• [Consigne de travail] D'après l'extrait fourni, dans quel pays le cyclosport est-il né ?

• [Extrait fourni]
= = = = = = =

Ainsi que Ballan le rappelle, le cyclosport est né il y a un demi-siècle en Italie d’une immense volonté de partage d’émotions autour de la pratique du cyclisme comme loisir sportif. Des valeurs rapidement reprises en France, notamment par la Marmotte, et bientôt répandues partout en Europe et dans le Monde. Il ne s’agissait pas alors d’organiser de vraies compétitions. Personne ne parlait de performance et encore moins de dizaines de milliers de kilomètres d’entrainement pour être ne serait-ce que compétitif. Dérive dangereuse qui allait bientôt hélas pervertir l’esprit initial du cyclosport et nous faire entrer dans l’univers fou de la performance athlétique illusoirement à la portée de tous et toutes. A la condition évidemment de disposer de suffisamment de temps pour s’entrainer un minimum de vingt heures par semaine et de suffisamment d’argent pour disposer du matériel nécessaire. Sans parler naturellement des autres dérives, liées au dopage médicamenteux ou technologique. Stefano Varjas, inventeur du fameux vélo furtif, nous expliquant sans fausse pudeur que ses principaux clients n’étaient pas les champions professionnels mais les cyclosportifs.

= = = = = = =

• [Extrait de données]
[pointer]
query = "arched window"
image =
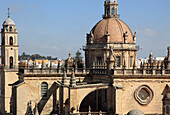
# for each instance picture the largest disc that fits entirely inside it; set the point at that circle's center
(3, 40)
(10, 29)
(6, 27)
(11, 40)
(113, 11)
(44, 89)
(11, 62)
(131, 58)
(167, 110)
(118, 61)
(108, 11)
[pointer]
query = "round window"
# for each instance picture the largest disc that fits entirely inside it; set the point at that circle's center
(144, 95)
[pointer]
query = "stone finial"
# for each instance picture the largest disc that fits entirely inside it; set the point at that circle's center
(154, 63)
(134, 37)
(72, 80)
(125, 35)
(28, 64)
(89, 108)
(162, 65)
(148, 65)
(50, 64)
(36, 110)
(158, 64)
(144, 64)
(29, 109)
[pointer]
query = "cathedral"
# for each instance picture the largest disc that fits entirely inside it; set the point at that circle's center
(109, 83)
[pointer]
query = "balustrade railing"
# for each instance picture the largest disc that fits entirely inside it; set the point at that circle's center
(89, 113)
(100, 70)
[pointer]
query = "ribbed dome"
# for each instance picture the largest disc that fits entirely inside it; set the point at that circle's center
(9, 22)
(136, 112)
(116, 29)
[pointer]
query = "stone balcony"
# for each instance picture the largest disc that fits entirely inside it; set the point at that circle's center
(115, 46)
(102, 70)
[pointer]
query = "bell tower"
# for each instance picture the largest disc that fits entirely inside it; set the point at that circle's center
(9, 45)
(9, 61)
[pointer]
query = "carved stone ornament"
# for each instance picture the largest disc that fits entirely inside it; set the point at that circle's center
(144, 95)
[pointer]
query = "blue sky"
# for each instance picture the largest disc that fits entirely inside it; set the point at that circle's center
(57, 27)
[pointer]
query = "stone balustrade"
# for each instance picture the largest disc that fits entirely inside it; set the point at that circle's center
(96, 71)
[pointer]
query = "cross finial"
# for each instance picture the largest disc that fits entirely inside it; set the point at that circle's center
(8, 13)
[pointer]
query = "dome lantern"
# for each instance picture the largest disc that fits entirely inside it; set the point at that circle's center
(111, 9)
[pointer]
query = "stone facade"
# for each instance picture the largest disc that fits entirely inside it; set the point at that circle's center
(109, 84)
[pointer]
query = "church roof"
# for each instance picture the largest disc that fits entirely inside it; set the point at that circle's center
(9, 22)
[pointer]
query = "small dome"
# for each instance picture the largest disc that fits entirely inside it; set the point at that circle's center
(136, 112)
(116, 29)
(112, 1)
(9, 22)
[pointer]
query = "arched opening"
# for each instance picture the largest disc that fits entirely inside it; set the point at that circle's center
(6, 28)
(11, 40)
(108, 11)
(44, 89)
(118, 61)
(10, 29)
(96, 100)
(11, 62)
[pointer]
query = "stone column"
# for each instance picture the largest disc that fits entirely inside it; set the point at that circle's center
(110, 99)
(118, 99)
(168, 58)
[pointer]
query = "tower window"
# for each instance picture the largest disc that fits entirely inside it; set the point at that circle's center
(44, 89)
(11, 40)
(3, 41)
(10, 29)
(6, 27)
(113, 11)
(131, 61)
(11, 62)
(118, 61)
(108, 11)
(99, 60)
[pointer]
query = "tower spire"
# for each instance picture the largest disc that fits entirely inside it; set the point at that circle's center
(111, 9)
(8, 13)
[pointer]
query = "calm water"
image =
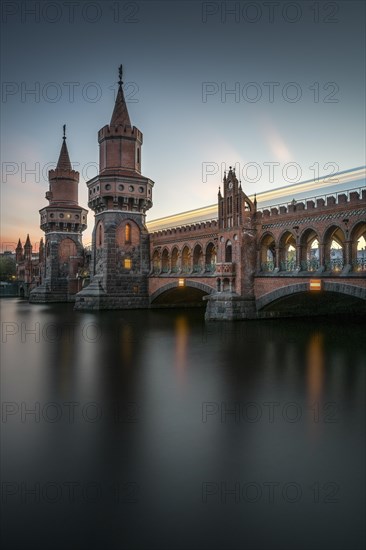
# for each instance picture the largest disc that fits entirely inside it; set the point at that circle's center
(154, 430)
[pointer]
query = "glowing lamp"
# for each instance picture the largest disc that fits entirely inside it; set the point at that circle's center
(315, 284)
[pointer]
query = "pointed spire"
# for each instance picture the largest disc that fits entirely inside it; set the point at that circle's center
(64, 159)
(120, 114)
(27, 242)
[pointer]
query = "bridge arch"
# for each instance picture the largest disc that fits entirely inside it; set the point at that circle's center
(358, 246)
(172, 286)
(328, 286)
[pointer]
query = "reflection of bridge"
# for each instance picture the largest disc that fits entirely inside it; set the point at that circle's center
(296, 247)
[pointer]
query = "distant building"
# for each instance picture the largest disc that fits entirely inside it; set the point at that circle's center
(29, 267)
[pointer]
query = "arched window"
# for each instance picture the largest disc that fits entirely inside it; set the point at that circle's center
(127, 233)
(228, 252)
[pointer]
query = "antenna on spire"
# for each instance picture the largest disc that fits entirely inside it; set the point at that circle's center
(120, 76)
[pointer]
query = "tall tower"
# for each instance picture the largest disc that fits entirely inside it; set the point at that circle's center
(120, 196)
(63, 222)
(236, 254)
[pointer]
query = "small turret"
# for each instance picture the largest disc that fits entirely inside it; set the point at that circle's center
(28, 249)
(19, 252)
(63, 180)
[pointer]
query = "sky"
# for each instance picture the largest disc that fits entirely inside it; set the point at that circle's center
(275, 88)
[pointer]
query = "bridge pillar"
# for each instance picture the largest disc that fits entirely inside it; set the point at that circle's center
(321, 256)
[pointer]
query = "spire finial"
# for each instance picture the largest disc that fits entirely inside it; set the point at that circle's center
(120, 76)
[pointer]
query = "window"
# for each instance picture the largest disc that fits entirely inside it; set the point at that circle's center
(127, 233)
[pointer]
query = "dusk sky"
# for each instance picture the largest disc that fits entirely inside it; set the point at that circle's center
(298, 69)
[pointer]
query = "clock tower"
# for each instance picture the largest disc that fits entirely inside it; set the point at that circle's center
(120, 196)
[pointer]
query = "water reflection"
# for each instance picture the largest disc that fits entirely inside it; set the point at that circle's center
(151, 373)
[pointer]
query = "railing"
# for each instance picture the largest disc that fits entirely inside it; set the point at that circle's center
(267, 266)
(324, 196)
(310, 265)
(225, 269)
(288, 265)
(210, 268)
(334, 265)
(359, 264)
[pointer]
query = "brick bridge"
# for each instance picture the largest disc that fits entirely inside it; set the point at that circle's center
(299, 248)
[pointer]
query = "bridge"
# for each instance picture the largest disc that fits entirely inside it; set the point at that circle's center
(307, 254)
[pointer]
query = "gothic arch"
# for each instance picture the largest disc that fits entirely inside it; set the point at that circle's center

= = = = = = =

• [Réponse de l'exercice] Le cyclosport est né en Italie, il y a un demi-siècle.